** START **

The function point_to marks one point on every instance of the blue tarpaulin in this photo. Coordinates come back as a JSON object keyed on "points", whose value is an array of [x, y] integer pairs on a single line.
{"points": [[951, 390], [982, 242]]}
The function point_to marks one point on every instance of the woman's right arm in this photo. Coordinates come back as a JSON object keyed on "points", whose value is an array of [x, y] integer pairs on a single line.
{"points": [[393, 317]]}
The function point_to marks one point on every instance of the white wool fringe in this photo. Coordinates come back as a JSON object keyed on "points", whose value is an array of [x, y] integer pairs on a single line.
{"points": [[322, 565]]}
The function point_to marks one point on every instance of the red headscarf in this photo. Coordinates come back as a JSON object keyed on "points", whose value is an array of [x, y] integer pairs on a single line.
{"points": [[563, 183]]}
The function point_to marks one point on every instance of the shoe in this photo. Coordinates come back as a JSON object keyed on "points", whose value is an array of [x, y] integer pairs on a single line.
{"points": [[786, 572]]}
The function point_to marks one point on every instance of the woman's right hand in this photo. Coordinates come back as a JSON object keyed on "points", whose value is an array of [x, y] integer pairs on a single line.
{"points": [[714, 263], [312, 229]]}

** END **
** START **

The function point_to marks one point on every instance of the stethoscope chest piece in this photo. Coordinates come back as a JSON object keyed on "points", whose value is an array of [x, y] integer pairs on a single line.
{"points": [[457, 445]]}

** END **
** START **

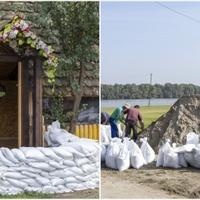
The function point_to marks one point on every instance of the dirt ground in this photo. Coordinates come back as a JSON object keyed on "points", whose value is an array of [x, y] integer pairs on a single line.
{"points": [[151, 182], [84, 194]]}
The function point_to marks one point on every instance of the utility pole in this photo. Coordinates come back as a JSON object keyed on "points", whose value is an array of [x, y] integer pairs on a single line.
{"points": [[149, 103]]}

** END **

> Stated problem
Pull out every line of the listing above that contains the word "woman", and copy each one in full.

> Output for this task
The function point_to marks one point on every instance of the woman's right arm in this photo. Coordinates come back as a JSON object keyed on "points", whose value is an array of [x, y] integer pairs on a single line.
The function point_to marks one point on every instance of the woman's right hand in this photo. Coordinates come back as a JSON object keyed on "points", whose value is an array of [x, y] integer pairs on a single line.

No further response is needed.